The default font size is 5vh, however the default line spacing for
addressing line positions is only 5.33vh, representing a line spacing
of 106.6% - that would represent an unusually small line height and
may result in strange effects. I cannot see anywhere that overrides
the line position height based on the computed value of the
line-height property. (comment repeated below under positioning, since
it's relevant there too)

The default background colour's opacity of 0.8 may cause accessibility
problems for some users, especially for bright patterned video behind
the text. This can easily be fixed by setting it to 1.

The list of ::cue CSS properties in §7.2.1 is a useful minimal set,
especially for a non-CSS-based implementation however the requirement
to ignore any properties not in the list seems overly restrictive for
a CSS based implementation. What is the mechanism for adding further
styling options in the future, given that WebVTT files do not indicate
any specification version?

There is no similar list for ::cue-region which seems like a strange
inconsistency – I am unsure which properties are permitted on a
region. For example, is border permitted? What about padding?

Positioning

In some places sizes and positions are defined relative to the video
viewport; in others the video itself. This is likely to cause some
confusion or mis-alignment when the two are not the same (e.g. a 16:9
aspect ratio video is displayed in a 14:9 viewport) and creates an
authoring problem. For example the cue box size is relative to the
video but the cue box line is relative to the video viewport (both
defined within section 3.1).

Two positioning and sizing constructs are defined: the cue box and the
region. It is not clear in the data model section why both are needed
and how a cue box is supposed to interact with a region. Indeed it
appears that they are independent constructs given that only cue's
position (and none of the other attributes) relates to or depends on
the region. The cue box size is relative to the video viewport, not
the region. This means that the concept of a region is not a "bounding
box" within which cue text is rendered, but is only an alternative
positioning reference. That semantic definition differs from other
specifications that define regions, including TTWG's other
specification covering this use case, TTML. (as Chair, I would prefer
that there be semantic alignment here between the working group's
specifications, and given the history and current state, that would
mean modifying the treatment of regions in WebVTT.)
•••••
REQUIRED TASK 1 → Put every line of the entry below into a Markdown table with the columns Row and Line, numbering the rows and skipping blank lines. Leave the picture out.
•••••
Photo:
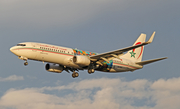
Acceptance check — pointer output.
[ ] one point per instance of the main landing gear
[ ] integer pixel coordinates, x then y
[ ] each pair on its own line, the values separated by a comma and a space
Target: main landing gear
91, 71
25, 63
75, 74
•••••
REQUIRED TASK 2 → Continue the review of WebVTT styling and positioning, starting after its last sentence.

EXERCISE OUTPUT 1 →
| Row | Line |
|---|---|
| 1 | Photo: |
| 2 | Acceptance check — pointer output. |
| 3 | [ ] one point per instance of the main landing gear |
| 4 | [ ] integer pixel coordinates, x then y |
| 5 | [ ] each pair on its own line, the values separated by a comma and a space |
| 6 | Target: main landing gear |
| 7 | 91, 71 |
| 8 | 25, 63 |
| 9 | 75, 74 |

EXERCISE OUTPUT 2 →
Reading section 3 data model, it appears that the region width and
height are unused. This may be a bug, since §6.1 rule 14.3.3 says to
interpret the cue's computed position as a percentage of the region
width. It is in general hard to work out if the data model section
aligns with the rendering section. I'm not sure how to fix that, but
until it is fixed, document authors and implementers may be at
loggerheads, each apparently doing the right thing but finding
unexpected results for the other.

It is not clear how the use of lines as a positioning construct is
defined. Whereas section 4.4 "line cue setting" says that the height
of a line is based on the first line, in §6.1, step 12.1 bullet two,
the line height is initialised to a very specific value 5.33vh,
regardless of the height of the line, and I can't see anywhere that
sets another value in its place (I could not see any reference to the
line-height property in the rendering section, but please point me to
it if it is there).

The user-agent defined edge margins used in section 6 Rendering
effectively mean that the author of the file can not predict positions
or line breaks accurately since the size and position of text cannot
be known at authoring time. This prevents the author from being able
to position captions in a location that avoids overlapping parts of
the video that are important for the viewer to see in order to
understand the content. This makes it effectively impossible to meet
the BBC's editorial subtitle guidelines using WebVTT. Note that this
comment must logically only apply when a single track is visible since
WebVTT defines rules for multiple tracks being displayed
simultaneously, in which case positioning is presumably outside the
realm of the subtitle author, in the general case.

As an alternative to edge margins, why not allow the something like
the padding property to be set on whatever viewport is used as the
positioning reference area? (cf comment above about positioning
relative to video or to video viewport) By the way, from a CSS box
model perspective, calling them "margins" is confusing – aren't they
"padding" values since they are inset from the video viewport area?

Metadata

The lack of delimiters on metadata is restrictive – it means that data
structures cannot be placed in metadata blocks without first checking
that they do not contain text that would be interpreted by a processor
as cue text. Then if they do contain such text, there is no defined
escaping mechanism to work around it. We capture metadata about the
production process of subtitle and caption files within those files,
for internal re-use – that appears to be impossible with WebVTT in a
general way now, though could be addressed by means of delimiters,
escaping mechanisms etc.

Terminology

It is extremely difficult to read and understand the WebVTT
specification because of the terminology used, especially in relation
to positioning. Many concepts have overlapping use of words when they
relate to different things. For example section 4.4 "WebVTT cue
settings" includes the "WebVTT line cue setting" which actually
configures the "cue box" position.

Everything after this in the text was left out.